Add 137 to every point coordinate in the answers, and write out again everything from the start of the records below down to and including the line that contains "point(143, 117)", with the requests kept in. Leave the pictures out of your answer.

----- RECORDED INFORMATION -----

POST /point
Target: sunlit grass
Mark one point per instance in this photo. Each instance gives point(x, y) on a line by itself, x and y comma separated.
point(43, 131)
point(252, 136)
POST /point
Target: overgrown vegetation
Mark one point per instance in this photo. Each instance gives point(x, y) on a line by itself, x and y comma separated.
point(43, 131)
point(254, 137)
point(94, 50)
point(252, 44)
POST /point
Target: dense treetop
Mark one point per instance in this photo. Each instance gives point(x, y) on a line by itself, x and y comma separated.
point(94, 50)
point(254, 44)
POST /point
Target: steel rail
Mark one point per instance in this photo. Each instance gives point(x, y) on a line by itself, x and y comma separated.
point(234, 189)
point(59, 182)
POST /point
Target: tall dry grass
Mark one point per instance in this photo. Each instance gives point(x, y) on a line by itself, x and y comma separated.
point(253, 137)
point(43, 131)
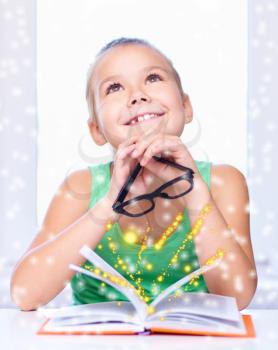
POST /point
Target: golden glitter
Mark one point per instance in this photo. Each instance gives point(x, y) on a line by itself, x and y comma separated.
point(192, 234)
point(150, 310)
point(130, 237)
point(160, 278)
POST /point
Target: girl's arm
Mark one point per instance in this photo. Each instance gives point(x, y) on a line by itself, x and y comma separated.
point(225, 227)
point(43, 270)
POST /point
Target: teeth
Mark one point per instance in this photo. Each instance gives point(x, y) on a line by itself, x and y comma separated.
point(143, 117)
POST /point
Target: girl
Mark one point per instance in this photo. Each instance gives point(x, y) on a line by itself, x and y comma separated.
point(137, 105)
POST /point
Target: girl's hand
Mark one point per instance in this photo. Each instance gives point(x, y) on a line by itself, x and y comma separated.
point(171, 147)
point(123, 166)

-----

● TASK ANSWER
POST /point
Target: sunlit grass
Mark one point per instance in this photo. Each instance gives point(x, y) on a line by itself, x and y comma separated.
point(180, 268)
point(389, 273)
POST /point
Target: overgrown vegetation
Mark one point per instance in this photo. Each instance gives point(x, y) on a line by itself, x and y comma separated.
point(180, 268)
point(391, 274)
point(231, 187)
point(389, 181)
POST /point
Target: dense treetop
Mark one point per instance in this photo. Each instance gives point(x, y) on a line by itself, x and y comma separated.
point(231, 187)
point(391, 181)
POST /point
Target: steel rail
Mark one point per instance in this photo. Each instance gives point(x, y) on a line by itself, x and y comma separated.
point(371, 326)
point(196, 319)
POST /point
Target: tall dry grass
Mark one point per instance in this photo. Each instance gives point(x, y) on a line by itself, x and y comma separated.
point(390, 274)
point(180, 268)
POST /point
Target: golden glitter
Mark one point per instance in this photo. Each instance gives point(x, y) on a line by itself, x and y comma separated.
point(329, 371)
point(287, 447)
point(267, 374)
point(297, 415)
POST /point
Target: girl's arm
Mark one point per instance in this photo. Each instance gives point(x, y) on a line by itself, x and y comma separated.
point(362, 364)
point(180, 407)
POST /point
Target: teeth
Mark one point per instance in this photo. Each instance gives point(x, y) on a line by itself, x and y comma separated.
point(280, 254)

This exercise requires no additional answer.